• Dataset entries
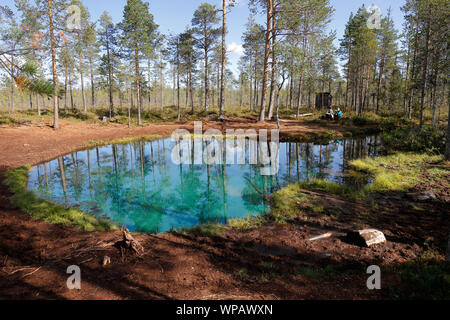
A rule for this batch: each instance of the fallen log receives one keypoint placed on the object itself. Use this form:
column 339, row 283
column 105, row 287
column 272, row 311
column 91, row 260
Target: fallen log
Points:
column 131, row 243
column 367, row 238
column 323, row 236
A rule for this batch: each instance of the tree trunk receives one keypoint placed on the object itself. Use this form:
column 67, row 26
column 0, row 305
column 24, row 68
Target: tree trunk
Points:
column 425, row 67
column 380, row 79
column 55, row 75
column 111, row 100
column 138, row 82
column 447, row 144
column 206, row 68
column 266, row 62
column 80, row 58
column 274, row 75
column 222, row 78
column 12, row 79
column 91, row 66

--

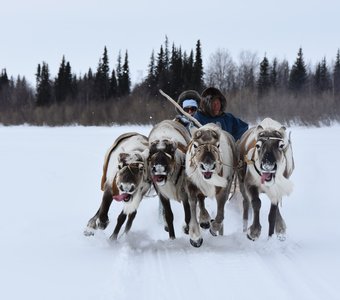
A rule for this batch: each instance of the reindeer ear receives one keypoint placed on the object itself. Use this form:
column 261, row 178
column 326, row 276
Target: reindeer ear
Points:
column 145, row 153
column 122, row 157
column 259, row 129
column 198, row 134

• Work item
Within the data above, how many lines contain the word "trunk"? Write only the number.

• Written solution
2